■ **Extract**:
-- Opening Marker --
One of the most prevalent and enduring types of stress is financial stress. Managing money has been especially difficult with the relentless financial constraints over the past couple of years: A global pandemic, a potential recession and persistently high prices. When keeping up with finances doesn’t go well, it seems like nothing else does either.

Financial stress refers to a feeling of worry or anxiety over money, debt and various expenses. In a March 2024 Bankrate survey, 47% of U.S. adults said money has a negative impact on their mental health, including causing stress.

Even though many external variables might be blamed for financial stress, there are strategies to lessen it and make improvements.

Here is a complete breakdown of financial stress in the U.S. today and some solutions to help with managing it.

Financial stress trends

The Financial Health Institute defines financial stress as: “A condition that is the result of financial and/or economic events that create anxiety, worry or a sense of scarcity, and is accompanied by a physiological stress response.”
-- Closing Marker --
■ **Data to examine**:
-- Opening Marker --
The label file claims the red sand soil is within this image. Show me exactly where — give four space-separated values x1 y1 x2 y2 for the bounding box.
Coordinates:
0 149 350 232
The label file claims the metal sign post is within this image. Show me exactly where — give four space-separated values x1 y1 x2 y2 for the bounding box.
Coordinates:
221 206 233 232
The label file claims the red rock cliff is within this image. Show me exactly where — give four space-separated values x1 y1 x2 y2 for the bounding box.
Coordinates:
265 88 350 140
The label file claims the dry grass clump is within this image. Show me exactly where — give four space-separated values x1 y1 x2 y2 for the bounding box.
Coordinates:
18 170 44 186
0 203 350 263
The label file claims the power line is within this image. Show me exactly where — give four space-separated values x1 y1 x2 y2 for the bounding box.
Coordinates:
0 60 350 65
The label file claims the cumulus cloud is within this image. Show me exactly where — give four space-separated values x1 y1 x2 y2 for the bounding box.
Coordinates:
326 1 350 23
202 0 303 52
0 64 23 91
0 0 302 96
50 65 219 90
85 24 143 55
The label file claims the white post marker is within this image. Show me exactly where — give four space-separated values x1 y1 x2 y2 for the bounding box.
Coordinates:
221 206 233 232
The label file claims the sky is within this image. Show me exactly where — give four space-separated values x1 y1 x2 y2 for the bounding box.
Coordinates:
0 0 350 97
-- Closing Marker --
-- Opening Marker --
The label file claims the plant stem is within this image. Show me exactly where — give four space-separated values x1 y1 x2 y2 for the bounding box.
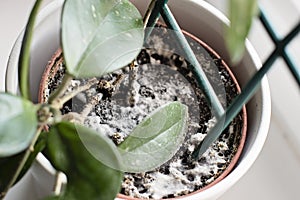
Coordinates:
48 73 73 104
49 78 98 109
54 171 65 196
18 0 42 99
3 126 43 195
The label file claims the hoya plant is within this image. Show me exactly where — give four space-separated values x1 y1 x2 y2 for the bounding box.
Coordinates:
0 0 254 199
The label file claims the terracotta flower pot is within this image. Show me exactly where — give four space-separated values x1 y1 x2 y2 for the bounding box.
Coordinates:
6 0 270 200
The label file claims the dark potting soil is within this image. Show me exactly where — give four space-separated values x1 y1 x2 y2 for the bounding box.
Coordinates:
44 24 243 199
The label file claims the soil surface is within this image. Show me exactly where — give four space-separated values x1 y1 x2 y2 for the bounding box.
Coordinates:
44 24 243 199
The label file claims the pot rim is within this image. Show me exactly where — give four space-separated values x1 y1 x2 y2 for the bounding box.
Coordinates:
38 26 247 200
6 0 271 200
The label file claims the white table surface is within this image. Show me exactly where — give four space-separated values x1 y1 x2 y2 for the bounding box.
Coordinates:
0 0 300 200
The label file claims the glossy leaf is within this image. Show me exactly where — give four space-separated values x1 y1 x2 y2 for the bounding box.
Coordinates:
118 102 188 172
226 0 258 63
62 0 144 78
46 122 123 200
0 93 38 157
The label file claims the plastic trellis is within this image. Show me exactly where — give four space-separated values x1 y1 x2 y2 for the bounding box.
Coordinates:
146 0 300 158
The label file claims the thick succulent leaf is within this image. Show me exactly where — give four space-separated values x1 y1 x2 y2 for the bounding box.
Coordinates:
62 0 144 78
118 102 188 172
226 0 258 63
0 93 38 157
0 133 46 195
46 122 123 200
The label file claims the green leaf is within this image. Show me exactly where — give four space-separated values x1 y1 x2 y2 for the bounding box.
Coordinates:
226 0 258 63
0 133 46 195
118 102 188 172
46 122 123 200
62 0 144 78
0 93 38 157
-- Closing Marker --
■ **Assigned task 1**:
Copy word for word the stretch of the financial stress passage from "Financial stress refers" through "with managing it.".
■ **Assigned task 2**:
For each statement, say whether it agrees with the financial stress passage, and quote the words that settle it: (a) In the March 2024 Bankrate survey, 47% of U.S. adults said money has a negative effect on their mental health. (b) The passage says nothing can be done to lessen financial stress. (c) The Financial Health Institute's definition includes a physiological stress response.

■ **Result 1**:
Financial stress refers to a feeling of worry or anxiety over money, debt and various expenses. In a March 2024 Bankrate survey, 47% of U.S. adults said money has a negative impact on their mental health, including causing stress.

Even though many external variables might be blamed for financial stress, there are strategies to lessen it and make improvements.

Here is a complete breakdown of financial stress in the U.S. today and some solutions to help with managing it.

■ **Result 2**:
(a) Yes: "47% of U.S. adults said money has a negative impact on their mental health"
(b) No: "there are strategies to lessen it and make improvements"
(c) Yes: "is accompanied by a physiological stress response"